**Vorgegebene Aufgabe 1:** Prüfe anhand der Passage über Deldar Felemez, ob diese Aussagen zutreffen: (a) Faraj Bayraqdār lebt inzwischen im Exil in Stockholm. (b) Der PEN wurde kurz nach dem Zweiten Weltkrieg gegründet. (c) Khaled Khalifa war im vergangenen Jahr «Writer in Residence» am Literaturhaus Zürich. Antworte jeweils mit Ja oder Nein und zitiere die entscheidenden Worte der Passage wörtlich.

**Ausgewählte Passage:**

Deldar Felemez
Stimme der Abwesenheit
Die Bilder des kurdisch-syrischen Malers und Dichters Deldar Felemez erzählen in symbolischen Chiffren von seinen eigenen Leiden als politisch-humanitär Geflüchteter. Die neue, eigens für diese Ausstellung entstandene Werkgruppe nimmt Bezug auf den Gedichtband «Spiegel der Abwesenheit» seines syrischen Lyrikerfreundes Faraj Bayraqdār, der nach vierzehn Jahren als politischer Gefangener inzwischen im Exil in Stockholm lebt. Die Ausstellung erinnert ebenso an den kürzlich verstorbenen syrischen Schriftsteller Khaled Khalifa, der im vergangenen Jahr «Writer in Residence» am Literaturhaus Zürich war. Deldar Felemez' Kunst weist über die Tragik ihrer Inhalte hinaus – indem sie den Schmerz benennt, bannt sie ihn und weist voller Herz den Weg in eine friedvollere Zukunft.
Wären die Gedichte, die Faraj Bayraqdār in seiner Zelle auf Zigarettenpapier gekritzelt hatte, nicht herausgeschmuggelt worden, und hätten sie nicht ihren Weg bis zum PEN, dem internationalen Autorenverband, gefunden – wer weiss, was dann aus dem Dichter geworden wäre? Der PEN, kurz nach dem Ersten Weltkrieg gegründet, setzte sich gemäss seiner friedensfördernden Charta für den inhaftierten Autoren ein und erwirkte damit schliesslich seine Freilassung. Das folgende Gedicht – und die hundert anderen, die im schmalen Bändchen «Spiegel der Abwesenheit», erschienen im Verlag Hans Schiler, versammelt sind, wären nie veröffentlicht worden:
Manche
messen die Zeit
am Ticken der Uhr.

**Bereitgestellte Zeilen:**
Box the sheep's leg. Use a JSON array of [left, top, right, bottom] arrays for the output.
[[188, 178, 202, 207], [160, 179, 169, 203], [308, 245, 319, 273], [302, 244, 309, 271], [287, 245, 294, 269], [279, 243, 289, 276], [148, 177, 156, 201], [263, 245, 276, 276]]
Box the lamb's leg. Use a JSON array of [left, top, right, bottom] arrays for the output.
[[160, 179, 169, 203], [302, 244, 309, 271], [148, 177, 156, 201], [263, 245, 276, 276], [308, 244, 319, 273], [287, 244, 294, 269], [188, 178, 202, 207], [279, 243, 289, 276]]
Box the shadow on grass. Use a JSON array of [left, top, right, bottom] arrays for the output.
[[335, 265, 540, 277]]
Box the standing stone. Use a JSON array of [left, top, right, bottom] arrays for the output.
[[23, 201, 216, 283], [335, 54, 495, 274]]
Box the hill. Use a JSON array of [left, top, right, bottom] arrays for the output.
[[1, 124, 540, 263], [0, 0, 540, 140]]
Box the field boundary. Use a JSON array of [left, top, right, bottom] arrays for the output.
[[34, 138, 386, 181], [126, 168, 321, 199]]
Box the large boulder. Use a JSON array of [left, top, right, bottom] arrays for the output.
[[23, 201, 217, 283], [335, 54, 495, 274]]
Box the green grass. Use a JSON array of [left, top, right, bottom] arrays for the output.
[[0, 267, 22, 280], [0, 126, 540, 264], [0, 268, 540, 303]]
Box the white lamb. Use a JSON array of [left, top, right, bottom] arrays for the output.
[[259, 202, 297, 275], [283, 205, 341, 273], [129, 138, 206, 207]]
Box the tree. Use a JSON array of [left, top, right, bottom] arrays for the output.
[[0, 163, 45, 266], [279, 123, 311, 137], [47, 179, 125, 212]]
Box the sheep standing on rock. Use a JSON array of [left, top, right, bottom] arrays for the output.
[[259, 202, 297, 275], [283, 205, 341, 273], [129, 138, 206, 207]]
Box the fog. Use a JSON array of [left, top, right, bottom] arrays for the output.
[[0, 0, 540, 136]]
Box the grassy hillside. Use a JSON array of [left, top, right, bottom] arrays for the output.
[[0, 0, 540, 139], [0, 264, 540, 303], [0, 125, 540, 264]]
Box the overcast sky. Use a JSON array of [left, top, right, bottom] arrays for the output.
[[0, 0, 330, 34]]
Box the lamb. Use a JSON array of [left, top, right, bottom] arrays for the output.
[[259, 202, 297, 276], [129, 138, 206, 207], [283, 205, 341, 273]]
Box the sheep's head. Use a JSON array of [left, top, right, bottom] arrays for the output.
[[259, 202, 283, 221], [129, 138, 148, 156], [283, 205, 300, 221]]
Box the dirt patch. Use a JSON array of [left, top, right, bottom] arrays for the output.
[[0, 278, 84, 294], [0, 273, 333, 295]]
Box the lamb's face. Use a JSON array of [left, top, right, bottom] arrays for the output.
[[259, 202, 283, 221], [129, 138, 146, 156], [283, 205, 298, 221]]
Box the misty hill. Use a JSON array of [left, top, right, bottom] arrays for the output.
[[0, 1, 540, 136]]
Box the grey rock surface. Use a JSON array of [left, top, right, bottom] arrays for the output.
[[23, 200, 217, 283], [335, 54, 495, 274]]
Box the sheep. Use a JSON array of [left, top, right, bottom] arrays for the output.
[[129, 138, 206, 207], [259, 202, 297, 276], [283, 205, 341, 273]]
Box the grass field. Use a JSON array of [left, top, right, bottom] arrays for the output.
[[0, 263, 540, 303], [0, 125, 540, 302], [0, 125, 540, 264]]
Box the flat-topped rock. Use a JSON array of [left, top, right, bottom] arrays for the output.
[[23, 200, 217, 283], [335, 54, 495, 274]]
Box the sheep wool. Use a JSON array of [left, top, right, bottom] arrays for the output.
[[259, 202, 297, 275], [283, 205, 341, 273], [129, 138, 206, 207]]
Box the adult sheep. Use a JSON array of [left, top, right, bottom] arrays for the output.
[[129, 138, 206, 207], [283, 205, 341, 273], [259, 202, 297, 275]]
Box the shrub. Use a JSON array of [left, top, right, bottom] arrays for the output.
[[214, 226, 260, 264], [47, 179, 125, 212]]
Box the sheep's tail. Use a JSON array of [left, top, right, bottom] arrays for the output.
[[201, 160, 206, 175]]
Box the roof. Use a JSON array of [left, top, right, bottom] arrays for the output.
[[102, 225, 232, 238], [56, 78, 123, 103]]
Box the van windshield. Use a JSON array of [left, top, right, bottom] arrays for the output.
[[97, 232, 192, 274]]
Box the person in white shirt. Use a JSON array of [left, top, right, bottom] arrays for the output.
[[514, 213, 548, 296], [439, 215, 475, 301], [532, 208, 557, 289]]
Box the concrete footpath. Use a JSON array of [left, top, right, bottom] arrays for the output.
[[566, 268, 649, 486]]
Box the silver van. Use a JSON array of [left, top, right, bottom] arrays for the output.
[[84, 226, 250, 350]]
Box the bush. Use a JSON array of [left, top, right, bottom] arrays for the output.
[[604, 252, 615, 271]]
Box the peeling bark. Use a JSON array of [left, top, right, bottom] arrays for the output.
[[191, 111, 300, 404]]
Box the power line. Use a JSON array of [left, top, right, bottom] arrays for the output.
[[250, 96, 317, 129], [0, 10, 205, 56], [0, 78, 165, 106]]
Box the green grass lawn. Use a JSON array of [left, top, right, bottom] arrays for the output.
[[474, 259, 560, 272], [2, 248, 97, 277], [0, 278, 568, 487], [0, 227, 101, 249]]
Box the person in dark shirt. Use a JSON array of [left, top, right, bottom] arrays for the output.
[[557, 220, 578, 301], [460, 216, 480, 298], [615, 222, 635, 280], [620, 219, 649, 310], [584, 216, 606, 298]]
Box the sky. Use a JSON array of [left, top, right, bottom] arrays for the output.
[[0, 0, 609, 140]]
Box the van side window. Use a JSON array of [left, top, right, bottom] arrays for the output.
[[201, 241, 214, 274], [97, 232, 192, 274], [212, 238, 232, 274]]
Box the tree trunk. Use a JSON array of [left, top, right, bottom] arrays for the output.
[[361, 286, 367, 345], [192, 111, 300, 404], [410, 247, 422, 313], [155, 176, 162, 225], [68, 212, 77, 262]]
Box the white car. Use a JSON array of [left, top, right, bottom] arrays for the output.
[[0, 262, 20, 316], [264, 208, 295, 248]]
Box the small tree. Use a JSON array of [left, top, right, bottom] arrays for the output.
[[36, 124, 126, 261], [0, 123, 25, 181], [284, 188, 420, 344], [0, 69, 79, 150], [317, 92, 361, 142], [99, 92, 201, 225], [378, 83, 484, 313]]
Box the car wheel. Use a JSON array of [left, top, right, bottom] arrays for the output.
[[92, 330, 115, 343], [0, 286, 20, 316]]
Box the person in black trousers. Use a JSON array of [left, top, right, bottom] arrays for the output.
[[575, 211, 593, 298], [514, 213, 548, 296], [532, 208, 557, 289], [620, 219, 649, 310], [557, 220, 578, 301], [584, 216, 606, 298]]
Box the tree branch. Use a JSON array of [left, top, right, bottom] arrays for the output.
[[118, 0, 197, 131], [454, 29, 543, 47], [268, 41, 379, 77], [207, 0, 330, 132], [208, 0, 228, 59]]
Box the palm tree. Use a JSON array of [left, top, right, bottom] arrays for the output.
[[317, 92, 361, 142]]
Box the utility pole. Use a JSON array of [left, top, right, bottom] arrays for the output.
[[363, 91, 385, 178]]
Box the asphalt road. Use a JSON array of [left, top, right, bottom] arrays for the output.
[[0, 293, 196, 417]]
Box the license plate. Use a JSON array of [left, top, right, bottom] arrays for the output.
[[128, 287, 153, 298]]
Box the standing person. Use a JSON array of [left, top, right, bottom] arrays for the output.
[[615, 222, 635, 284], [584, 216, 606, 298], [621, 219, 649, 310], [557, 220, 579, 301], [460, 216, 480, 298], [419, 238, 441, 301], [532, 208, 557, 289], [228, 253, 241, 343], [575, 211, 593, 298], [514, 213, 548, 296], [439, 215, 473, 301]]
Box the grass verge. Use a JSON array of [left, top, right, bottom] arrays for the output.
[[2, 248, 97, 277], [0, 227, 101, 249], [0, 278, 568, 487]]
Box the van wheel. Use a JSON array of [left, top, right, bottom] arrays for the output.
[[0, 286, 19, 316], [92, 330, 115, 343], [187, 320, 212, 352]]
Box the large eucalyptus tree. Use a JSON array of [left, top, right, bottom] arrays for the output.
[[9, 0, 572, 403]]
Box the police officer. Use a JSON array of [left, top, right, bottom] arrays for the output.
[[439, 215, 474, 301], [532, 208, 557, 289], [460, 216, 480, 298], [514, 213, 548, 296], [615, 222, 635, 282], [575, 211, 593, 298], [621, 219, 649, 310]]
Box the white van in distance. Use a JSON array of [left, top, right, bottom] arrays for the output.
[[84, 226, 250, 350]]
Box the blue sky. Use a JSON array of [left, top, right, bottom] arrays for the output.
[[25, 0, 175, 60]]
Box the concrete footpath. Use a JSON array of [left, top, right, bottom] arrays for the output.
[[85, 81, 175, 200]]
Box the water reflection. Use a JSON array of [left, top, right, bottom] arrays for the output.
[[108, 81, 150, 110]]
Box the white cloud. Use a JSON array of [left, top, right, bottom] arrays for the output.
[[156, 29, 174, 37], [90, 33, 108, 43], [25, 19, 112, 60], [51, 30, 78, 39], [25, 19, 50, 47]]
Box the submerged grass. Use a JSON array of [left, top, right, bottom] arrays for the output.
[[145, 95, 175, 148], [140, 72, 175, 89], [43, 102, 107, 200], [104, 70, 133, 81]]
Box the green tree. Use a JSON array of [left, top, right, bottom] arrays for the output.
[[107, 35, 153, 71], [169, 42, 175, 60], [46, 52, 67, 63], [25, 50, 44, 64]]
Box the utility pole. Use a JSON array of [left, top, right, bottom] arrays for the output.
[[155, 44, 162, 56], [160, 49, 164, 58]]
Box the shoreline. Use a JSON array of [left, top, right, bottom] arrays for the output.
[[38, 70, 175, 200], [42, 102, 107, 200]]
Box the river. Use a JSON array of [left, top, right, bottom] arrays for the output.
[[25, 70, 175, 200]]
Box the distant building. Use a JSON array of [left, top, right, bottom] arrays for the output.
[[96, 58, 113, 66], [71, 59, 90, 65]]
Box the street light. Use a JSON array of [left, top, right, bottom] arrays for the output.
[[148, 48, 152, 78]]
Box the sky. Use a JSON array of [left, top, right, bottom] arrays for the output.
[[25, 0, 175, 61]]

**Vorgegebene Aufgabe 2:** Gib aus den Zeilen unverändert den Abschnitt aus, der bei der Zeile mit „Box the person in white“ beginnt und nach der Zeile mit „[[191, 111, 300, 404]]“ endet.

**Vollständige Ausgabe 1:**
(a) Ja: „der nach vierzehn Jahren als politischer Gefangener inzwischen im Exil in Stockholm lebt“
(b) Nein: „kurz nach dem Ersten Weltkrieg gegründet“
(c) Ja: „der im vergangenen Jahr «Writer in Residence» am Literaturhaus Zürich war“

**Vollständige Ausgabe 2:**
Box the person in white shirt. Use a JSON array of [left, top, right, bottom] arrays for the output.
[[514, 213, 548, 296], [439, 215, 475, 301], [532, 208, 557, 289]]
Box the concrete footpath. Use a JSON array of [left, top, right, bottom] arrays for the output.
[[566, 268, 649, 486]]
Box the silver van. Use a JSON array of [left, top, right, bottom] arrays for the output.
[[84, 226, 250, 350]]
Box the bush. Use a JSON array of [left, top, right, bottom] arrays for the output.
[[604, 252, 615, 271]]
Box the peeling bark. Use a JSON array of [left, top, right, bottom] arrays for the output.
[[191, 111, 300, 404]]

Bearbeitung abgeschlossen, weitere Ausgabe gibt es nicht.